[Records supplied]:

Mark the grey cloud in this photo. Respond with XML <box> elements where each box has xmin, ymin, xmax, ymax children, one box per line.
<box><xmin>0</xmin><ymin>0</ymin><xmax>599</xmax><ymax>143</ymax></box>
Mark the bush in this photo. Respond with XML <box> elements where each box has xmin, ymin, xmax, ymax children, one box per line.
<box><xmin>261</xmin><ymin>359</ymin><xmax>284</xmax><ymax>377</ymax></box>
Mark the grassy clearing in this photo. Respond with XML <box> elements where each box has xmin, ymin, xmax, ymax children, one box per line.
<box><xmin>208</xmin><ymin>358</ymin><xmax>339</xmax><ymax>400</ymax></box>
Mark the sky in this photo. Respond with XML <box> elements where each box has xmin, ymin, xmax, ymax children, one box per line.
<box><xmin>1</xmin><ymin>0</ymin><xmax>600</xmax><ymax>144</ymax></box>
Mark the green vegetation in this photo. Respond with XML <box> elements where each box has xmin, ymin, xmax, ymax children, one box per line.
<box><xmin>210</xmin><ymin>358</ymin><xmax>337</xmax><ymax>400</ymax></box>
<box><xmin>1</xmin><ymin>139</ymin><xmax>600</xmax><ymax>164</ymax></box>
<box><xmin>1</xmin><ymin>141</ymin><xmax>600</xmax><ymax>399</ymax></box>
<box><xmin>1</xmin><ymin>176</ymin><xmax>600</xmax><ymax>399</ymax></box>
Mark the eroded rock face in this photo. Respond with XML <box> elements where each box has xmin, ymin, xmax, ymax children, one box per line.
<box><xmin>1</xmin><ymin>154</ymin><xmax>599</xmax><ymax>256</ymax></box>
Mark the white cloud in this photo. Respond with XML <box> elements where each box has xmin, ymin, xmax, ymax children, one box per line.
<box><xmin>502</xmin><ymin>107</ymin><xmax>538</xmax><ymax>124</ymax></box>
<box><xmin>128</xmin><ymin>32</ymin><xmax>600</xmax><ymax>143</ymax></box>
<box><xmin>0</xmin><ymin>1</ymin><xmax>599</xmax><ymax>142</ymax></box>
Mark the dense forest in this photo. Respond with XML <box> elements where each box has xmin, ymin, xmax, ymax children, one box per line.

[Assignment]: Reproduce the records above exactly.

[Response to this exercise]:
Mark the grey cloud in this photo. Respond with XML <box> elements where each box has xmin, ymin, xmax, ymax children, one box per line.
<box><xmin>0</xmin><ymin>0</ymin><xmax>599</xmax><ymax>143</ymax></box>
Mark the bush in this photo. Respond with XML <box> elements where each box has xmin, ymin, xmax, ymax children, one box per line.
<box><xmin>261</xmin><ymin>359</ymin><xmax>284</xmax><ymax>377</ymax></box>
Mark the grassy clearing in this photo. Respond with XML <box> elements where each box has xmin, ymin, xmax, ymax children, one box per line.
<box><xmin>208</xmin><ymin>358</ymin><xmax>339</xmax><ymax>400</ymax></box>
Mark the sky in this photo. Respond with XML <box> elements where each box has xmin, ymin, xmax, ymax children, one box per line.
<box><xmin>1</xmin><ymin>0</ymin><xmax>600</xmax><ymax>144</ymax></box>
Mark the green vegetation in this photo. Respond with XML <box> elements where each box has xmin, ymin, xmax, ymax children, one box per line.
<box><xmin>210</xmin><ymin>358</ymin><xmax>337</xmax><ymax>400</ymax></box>
<box><xmin>1</xmin><ymin>139</ymin><xmax>600</xmax><ymax>164</ymax></box>
<box><xmin>1</xmin><ymin>141</ymin><xmax>600</xmax><ymax>399</ymax></box>
<box><xmin>1</xmin><ymin>176</ymin><xmax>600</xmax><ymax>399</ymax></box>
Mark the eroded rock face in this photo. Respond with XML <box> elements where each box has xmin, ymin, xmax, ymax children, one box per line.
<box><xmin>1</xmin><ymin>154</ymin><xmax>599</xmax><ymax>256</ymax></box>
Mark the white cloud in this photo. Respond with XML <box> elements where each box has xmin, ymin, xmax, ymax children, one box per line.
<box><xmin>502</xmin><ymin>107</ymin><xmax>538</xmax><ymax>124</ymax></box>
<box><xmin>128</xmin><ymin>32</ymin><xmax>600</xmax><ymax>143</ymax></box>
<box><xmin>0</xmin><ymin>1</ymin><xmax>599</xmax><ymax>142</ymax></box>
Mark the dense forest in this photo. Respond with XML <box> elements where each box has xmin, ymin, xmax, ymax children, one box per line.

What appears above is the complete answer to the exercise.